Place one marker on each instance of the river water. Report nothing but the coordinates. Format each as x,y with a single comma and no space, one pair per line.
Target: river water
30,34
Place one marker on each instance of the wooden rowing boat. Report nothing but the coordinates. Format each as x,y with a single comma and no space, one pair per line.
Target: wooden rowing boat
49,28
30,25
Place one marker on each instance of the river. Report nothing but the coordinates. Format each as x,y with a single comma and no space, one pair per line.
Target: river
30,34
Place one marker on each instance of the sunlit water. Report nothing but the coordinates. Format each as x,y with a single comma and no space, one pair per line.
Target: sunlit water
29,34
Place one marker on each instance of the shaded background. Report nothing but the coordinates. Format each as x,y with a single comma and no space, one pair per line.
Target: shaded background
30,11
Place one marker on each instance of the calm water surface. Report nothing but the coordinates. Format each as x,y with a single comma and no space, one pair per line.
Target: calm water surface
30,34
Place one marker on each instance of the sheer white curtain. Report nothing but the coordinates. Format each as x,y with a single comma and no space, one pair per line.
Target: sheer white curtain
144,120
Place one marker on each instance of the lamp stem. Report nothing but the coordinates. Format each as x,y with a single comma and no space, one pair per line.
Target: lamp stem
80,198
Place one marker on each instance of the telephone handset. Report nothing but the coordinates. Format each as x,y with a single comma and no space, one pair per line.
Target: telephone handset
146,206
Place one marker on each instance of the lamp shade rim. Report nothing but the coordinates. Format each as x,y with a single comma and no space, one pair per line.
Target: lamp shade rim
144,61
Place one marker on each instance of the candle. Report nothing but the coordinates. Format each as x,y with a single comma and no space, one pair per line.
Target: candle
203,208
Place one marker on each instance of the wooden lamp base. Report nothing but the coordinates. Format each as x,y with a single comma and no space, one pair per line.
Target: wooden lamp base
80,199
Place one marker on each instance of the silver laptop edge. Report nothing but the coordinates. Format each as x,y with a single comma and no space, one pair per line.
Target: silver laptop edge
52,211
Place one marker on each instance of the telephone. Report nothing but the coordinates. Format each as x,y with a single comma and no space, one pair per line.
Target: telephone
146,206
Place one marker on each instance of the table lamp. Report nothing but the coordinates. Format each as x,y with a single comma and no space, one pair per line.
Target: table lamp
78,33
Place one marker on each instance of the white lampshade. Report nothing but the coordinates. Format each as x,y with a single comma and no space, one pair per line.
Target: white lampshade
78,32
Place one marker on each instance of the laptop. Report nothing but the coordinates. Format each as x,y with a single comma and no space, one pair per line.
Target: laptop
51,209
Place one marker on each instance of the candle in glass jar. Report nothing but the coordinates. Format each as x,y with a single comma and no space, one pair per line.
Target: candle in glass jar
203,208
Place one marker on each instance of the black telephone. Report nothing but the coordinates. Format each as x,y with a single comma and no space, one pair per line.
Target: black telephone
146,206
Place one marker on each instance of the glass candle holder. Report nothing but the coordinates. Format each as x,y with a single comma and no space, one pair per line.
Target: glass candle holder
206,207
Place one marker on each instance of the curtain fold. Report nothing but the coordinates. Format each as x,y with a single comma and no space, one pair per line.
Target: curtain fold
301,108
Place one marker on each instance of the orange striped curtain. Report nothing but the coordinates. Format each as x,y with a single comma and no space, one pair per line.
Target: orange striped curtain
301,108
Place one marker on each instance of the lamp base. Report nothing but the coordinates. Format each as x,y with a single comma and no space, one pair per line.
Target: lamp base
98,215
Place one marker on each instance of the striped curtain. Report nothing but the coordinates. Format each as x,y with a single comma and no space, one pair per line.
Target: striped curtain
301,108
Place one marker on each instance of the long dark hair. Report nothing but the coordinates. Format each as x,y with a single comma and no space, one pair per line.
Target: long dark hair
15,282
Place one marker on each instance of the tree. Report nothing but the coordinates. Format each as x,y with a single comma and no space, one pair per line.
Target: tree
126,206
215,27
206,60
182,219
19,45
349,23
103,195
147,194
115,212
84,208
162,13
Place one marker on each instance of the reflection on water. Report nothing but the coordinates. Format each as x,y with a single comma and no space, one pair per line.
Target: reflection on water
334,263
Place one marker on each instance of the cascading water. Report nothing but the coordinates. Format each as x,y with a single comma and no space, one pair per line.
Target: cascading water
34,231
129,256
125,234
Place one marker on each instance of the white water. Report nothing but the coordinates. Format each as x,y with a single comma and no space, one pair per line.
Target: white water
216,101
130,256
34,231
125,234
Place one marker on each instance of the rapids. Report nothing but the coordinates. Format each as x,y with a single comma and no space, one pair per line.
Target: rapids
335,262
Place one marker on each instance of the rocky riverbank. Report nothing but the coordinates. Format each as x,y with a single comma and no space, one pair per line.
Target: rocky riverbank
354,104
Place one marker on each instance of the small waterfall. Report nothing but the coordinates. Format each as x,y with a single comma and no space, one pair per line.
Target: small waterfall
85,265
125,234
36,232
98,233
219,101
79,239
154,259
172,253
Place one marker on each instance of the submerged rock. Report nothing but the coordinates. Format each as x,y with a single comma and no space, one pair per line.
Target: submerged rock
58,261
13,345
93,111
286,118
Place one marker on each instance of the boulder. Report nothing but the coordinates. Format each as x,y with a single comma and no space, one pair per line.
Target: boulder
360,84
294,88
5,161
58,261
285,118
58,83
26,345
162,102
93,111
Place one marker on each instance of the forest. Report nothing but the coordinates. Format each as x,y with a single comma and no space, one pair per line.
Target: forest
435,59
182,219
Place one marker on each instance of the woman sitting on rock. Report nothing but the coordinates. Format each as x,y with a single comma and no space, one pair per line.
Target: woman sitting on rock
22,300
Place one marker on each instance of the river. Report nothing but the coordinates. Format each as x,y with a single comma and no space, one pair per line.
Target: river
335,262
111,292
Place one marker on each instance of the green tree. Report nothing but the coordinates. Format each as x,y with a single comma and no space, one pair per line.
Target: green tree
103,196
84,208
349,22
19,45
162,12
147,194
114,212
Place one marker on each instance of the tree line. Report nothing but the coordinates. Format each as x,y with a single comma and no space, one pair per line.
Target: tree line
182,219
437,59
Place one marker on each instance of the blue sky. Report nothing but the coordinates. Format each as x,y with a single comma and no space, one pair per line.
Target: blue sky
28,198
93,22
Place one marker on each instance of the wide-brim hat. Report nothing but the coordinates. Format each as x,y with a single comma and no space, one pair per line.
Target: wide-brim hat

• • • •

■ Your instructions ■
Retype the entries exactly, including every line.

■ Solution for this task ■
Place one marker on each instance of the river water. Report nothing but the coordinates. Format each as x,y with a single comma and no space, one pair per line.
Target: river water
30,34
Place one marker on each instance of the wooden rowing boat. Report nothing but the coordinates. Format each as x,y with a single comma and no space, one pair per line.
Target: wooden rowing boat
49,28
30,25
Place one marker on each instance of the river. Report nothing but the coordinates. Format each as x,y with a single comma and no space, one pair per line.
Target: river
30,34
Place one marker on each instance of the sunlit water. Report nothing but the coordinates. Format each as x,y with a single comma and no space, one pair per line.
Target: sunlit water
29,34
Place one marker on each instance of the shaded background. Report nothing but the coordinates. Format each as x,y with a single comma and no space, one pair per line.
Target: shaded background
30,11
Place one marker on each instance of the calm water surface. Report nothing but the coordinates. Format each as x,y with a single comma and no space, one pair per line.
Target: calm water surface
30,34
Place one marker on each instance of the sheer white curtain. Report nothing but the coordinates. Format each as x,y with a single comma and no space, one pair per line.
Target: sheer white curtain
144,120
Place one marker on each instance of the lamp stem. Report nothing but the coordinates. Format each as x,y with a single comma and no space, one pair per line.
Target: lamp stem
80,198
Place one marker on each instance of the telephone handset. Report nothing but the coordinates. Format each as x,y with a single comma and no space, one pair per line.
Target: telephone handset
146,206
Place one marker on each instance of the lamp shade rim. Report nothing but the coordinates. Format each as x,y with a single comma and no space, one pair per line.
Target: lamp shade rim
144,61
Place one marker on each instance of the candle. Report nothing but the coordinates. Format each as x,y with a single comma and no space, one pair per line.
Target: candle
203,208
Place one marker on each instance of the wooden lamp base. Report nothing but the coordinates. Format each as x,y with a single comma and no space, one pair per line.
Target: wooden lamp base
80,199
Place one marker on each instance of the silver laptop edge. Report nothing but the coordinates. Format each as x,y with a single comma and no space, one pair per line.
Target: silver laptop edge
52,211
Place one marker on each instance of the telephone. Report nothing but the coordinates. Format each as x,y with a single comma and no space, one pair per line.
Target: telephone
146,206
Place one marker on each instance of the table lamp. Report nothing but the coordinates. Format each as x,y with a single comma and no space, one pair per line.
Target: table lamp
78,33
Place one marker on each instance of the white lampshade. Report nothing but the coordinates. Format each as x,y with a single comma and no space, one pair per line.
Target: white lampshade
78,32
Place one marker on each instance of the laptop. Report nothing but the coordinates. Format each as x,y with a single comma and no space, one pair per line.
Target: laptop
51,209
Place one marker on each instance of the candle in glass jar. Report nothing but the coordinates. Format each as x,y with a single comma and no space, one pair per line.
Target: candle in glass jar
203,208
Place one marker on each instance of the black telephone. Report nothing but the coordinates. Format each as x,y with a single comma and no space, one pair per line.
Target: black telephone
146,206
Place one marker on each instance of the glass candle holder. Report nothing but the coordinates. Format each as x,y with a single comma and no space, one pair per line.
Target: glass candle holder
206,207
Place one marker on each instance of the curtain fold. Report nothing but the coordinates. Format each as x,y with a single comma and no space, one pair per line.
Target: curtain fold
301,108
Place one marker on each instance of the orange striped curtain. Report nothing but the coordinates. Format each as x,y with a single comma and no space, one pair per line.
Target: orange striped curtain
301,108
Place one marker on each instance of the lamp base. Report nothing but the coordinates. Format each as x,y with a single comma and no space, one pair per line.
Target: lamp base
98,215
Place one marker on each instance of the striped curtain. Report nothing but the coordinates. Format each as x,y with a single comma and no space, one pair per line.
Target: striped curtain
301,108
Place one marker on each instance of the long dark hair. Report nothing but the coordinates. Format each as x,y with a single comma and no space, one pair per line.
Target: long dark hair
15,282
Place one marker on each instance of the tree. Report nothing but the coordinates. Format each as x,y with a single comma and no space, one pair per line.
Target: tree
126,206
215,27
206,60
182,219
19,45
349,23
103,195
147,194
115,212
84,208
162,13
Place one marker on each instance of the reflection on water. Report nothing but the coordinates. Format each as x,y with a single comma and no space, one pair per line.
Target: reflection on water
334,263
Place one marker on each instance of the cascading water. Report nothing but the coordinates. Format each as x,y with a single comma and no space, one pair per line.
Target: cascading water
34,231
129,256
125,234
Place one marker on each instance of the white water. Report nothing but the coordinates. Format each as x,y with a single comma and no space, one pair per line.
Target: white water
216,101
130,256
34,231
125,234
Place one marker on each instance of the rapids. Report nothing but the coordinates. Format each as x,y with a single comma and no space, one pair per line.
Target: rapids
335,262
Place one marker on each instance of the rocky riverbank. Report nothing but the coordinates. Format each as x,y with a single comma and no space, one pair per line.
Target: rocky riverbank
354,104
Place one marker on each instance of the small waterfall. Report nothing but the coordinates. Format each as x,y with a single comma and no space, one pair per line.
Target: small waterfall
85,265
125,234
36,232
98,233
219,101
79,239
154,259
172,253
Place one marker on each instance of the submerged rock. Report nothing but the coordinates. Format each as x,y with a single comma and no space, one pair per line.
Target: submerged rock
58,261
13,345
93,111
286,118
Place one marker on each instance of the boulder. Report nothing but the coordinates. Format each as x,y with a single comma and no space, one pair per line.
Target: boulder
360,84
294,88
5,161
58,261
285,118
58,83
26,345
162,102
93,111
Place one marker on each instance of the forest. Report nothing but the coordinates. Format each as x,y with a single comma and no space, one pair per line.
Target: forest
435,59
182,219
Place one marker on each instance of the woman sitting on rock. Report nothing but the coordinates. Format each as x,y with a single comma and no space, one pair per line.
Target: woman sitting on rock
22,300
Place one marker on each instance of the river. Report nothing but the coordinates. Format each as x,y with a single comma and no space, one pair per line.
Target: river
335,262
111,292
Place one marker on each instance of the green tree. Report nothing but the coordinates. Format each as x,y with a single comma and no space, one pair per line.
Target: green tree
103,196
84,208
349,22
19,45
162,12
147,194
114,212
Place one marker on each instance of the tree line. Report nothing but the coordinates. Format each as x,y with a single comma and no space, one pair per line.
Target: tree line
182,219
437,59
Place one marker on each instance of the blue sky. Report nothing but the coordinates. Format each as x,y with a single comma and no space, one pair per line.
Target: blue sky
28,198
93,22
Place one marker on each instance of the wide-brim hat. Report nothing but the coordinates. Format each as x,y with a single comma and no space, one pair per line.
Target: wide-brim hat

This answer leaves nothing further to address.